What is expected: This task requires every entry to be set down again exactly.

Input: Begin

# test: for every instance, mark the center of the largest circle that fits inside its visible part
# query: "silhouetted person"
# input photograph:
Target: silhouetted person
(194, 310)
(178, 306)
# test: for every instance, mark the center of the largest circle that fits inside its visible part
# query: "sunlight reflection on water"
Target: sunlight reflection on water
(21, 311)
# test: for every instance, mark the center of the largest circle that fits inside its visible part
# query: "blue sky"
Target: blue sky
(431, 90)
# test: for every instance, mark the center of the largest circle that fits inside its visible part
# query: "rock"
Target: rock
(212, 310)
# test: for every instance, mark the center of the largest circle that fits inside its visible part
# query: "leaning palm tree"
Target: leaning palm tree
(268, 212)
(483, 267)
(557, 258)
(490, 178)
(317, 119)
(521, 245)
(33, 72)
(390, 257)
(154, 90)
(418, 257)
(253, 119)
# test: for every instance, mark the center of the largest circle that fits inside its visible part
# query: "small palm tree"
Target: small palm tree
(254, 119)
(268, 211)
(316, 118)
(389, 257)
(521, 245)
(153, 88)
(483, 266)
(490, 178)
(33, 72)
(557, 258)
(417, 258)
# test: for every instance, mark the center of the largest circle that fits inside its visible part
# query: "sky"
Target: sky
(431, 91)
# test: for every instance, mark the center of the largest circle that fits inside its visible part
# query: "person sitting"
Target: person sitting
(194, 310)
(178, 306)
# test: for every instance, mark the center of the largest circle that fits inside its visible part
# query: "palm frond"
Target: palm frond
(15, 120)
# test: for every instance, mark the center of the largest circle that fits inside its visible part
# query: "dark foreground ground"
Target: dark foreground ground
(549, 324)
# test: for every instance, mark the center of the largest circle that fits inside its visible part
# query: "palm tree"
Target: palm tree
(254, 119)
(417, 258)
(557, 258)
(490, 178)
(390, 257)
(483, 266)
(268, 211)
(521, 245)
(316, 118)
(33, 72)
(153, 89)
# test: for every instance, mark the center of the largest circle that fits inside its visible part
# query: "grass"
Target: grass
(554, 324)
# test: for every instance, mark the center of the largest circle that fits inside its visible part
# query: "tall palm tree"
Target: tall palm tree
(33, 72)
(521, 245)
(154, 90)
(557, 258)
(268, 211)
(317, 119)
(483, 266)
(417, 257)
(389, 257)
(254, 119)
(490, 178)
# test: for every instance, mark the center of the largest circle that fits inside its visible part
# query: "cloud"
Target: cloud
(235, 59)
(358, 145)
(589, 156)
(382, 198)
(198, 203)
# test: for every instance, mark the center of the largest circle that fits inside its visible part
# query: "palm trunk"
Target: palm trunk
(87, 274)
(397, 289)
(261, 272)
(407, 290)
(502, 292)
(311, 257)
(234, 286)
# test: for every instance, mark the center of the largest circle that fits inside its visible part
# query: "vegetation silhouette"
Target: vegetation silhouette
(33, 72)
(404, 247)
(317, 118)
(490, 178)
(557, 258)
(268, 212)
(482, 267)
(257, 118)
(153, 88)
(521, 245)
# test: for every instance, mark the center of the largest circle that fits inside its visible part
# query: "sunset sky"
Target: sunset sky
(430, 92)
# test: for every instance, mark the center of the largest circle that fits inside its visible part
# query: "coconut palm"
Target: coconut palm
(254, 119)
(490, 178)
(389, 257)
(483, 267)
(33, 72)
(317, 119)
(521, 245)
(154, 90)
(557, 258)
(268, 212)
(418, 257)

Input: End

Answer box:
# test: for every instance, mark the center of the largest circle that fits inside its visible part
# query: "silhouetted person"
# input photograph:
Target: silhouetted person
(194, 310)
(178, 306)
# test: for every instance, mark the center of the largest circle that fits inside its visible part
# query: "sunlight reflection on water"
Target: sunlight reflection on water
(21, 311)
# test: for every instance, mark the center of the largest circle that fits inside its visible part
# query: "blue sky"
Target: blue sky
(431, 90)
# test: for every instance, mark the center of the largest circle that fits inside its visible part
# query: "rock"
Target: rock
(212, 310)
# test: for every instance, mark the center of the largest circle that fits inside its visible part
# query: "leaning palm tree"
Target: leaning palm tree
(268, 212)
(483, 267)
(557, 258)
(490, 178)
(317, 119)
(521, 245)
(33, 72)
(390, 257)
(154, 90)
(418, 257)
(253, 119)
# test: for every instance, mark the center of the largest circle that fits inside its visible part
# query: "small palm tree"
Target: small palm tree
(254, 119)
(268, 211)
(316, 118)
(389, 257)
(521, 245)
(153, 88)
(483, 266)
(490, 178)
(33, 72)
(557, 258)
(417, 258)
# test: for every instance, mark the center of the largest circle that fits inside its visible part
# query: "sky"
Target: sky
(431, 91)
# test: for every instance, mark the center of the largest circle that fits inside its visible part
# query: "person sitting"
Target: person sitting
(194, 310)
(178, 306)
# test: for every instance, mark the center of the largest circle that fits inside its visible part
# query: "palm frond"
Target: palm frond
(15, 120)
# test: for every instance, mark the center of the largest circle that fits inside its visible part
# query: "dark foreground ground"
Target: dark foreground ground
(549, 324)
# test: for every instance, mark the center of the largest circle that fits inside its visible part
# query: "palm tree"
Target: palm tree
(254, 119)
(417, 258)
(557, 258)
(490, 178)
(390, 257)
(483, 266)
(268, 211)
(521, 245)
(316, 118)
(33, 72)
(153, 89)
# test: for every instance, mark the center of the largest circle that fits inside its visible part
# query: "grass"
Target: grass
(554, 324)
# test: for every instance, mark the center of the largest circle that fits inside its visible part
# query: "tall palm tree"
Target: tall palm tree
(33, 72)
(521, 245)
(154, 90)
(557, 258)
(268, 211)
(317, 119)
(483, 266)
(417, 257)
(389, 257)
(254, 119)
(490, 178)
# test: for every instance, mark the center of the largest circle that fits inside its visible part
# query: "cloud"
Target: cloud
(235, 59)
(358, 145)
(589, 156)
(382, 198)
(198, 203)
# test: for every instance, mark the center of the largest circle that fits inside its visible part
# query: "palm trunk"
Target: palm trunk
(87, 274)
(397, 289)
(261, 272)
(407, 290)
(502, 292)
(311, 257)
(234, 286)
# test: for every instance, mark the center of the largest circle that fits inside its visible part
# query: "vegetation silhouette"
Target: vegetation silhouette
(33, 72)
(404, 247)
(317, 118)
(490, 178)
(557, 258)
(268, 212)
(482, 267)
(257, 118)
(153, 88)
(521, 245)
# test: for every instance, mark the center of the largest circle that fits inside its visible part
# query: "sunset sky"
Target: sunset sky
(430, 92)
# test: for every instance, mark the center of the largest circle that fits inside its visible part
# query: "coconut palm"
Target: coconut palm
(254, 119)
(490, 178)
(389, 257)
(483, 267)
(33, 72)
(317, 119)
(521, 245)
(154, 90)
(557, 258)
(268, 212)
(418, 257)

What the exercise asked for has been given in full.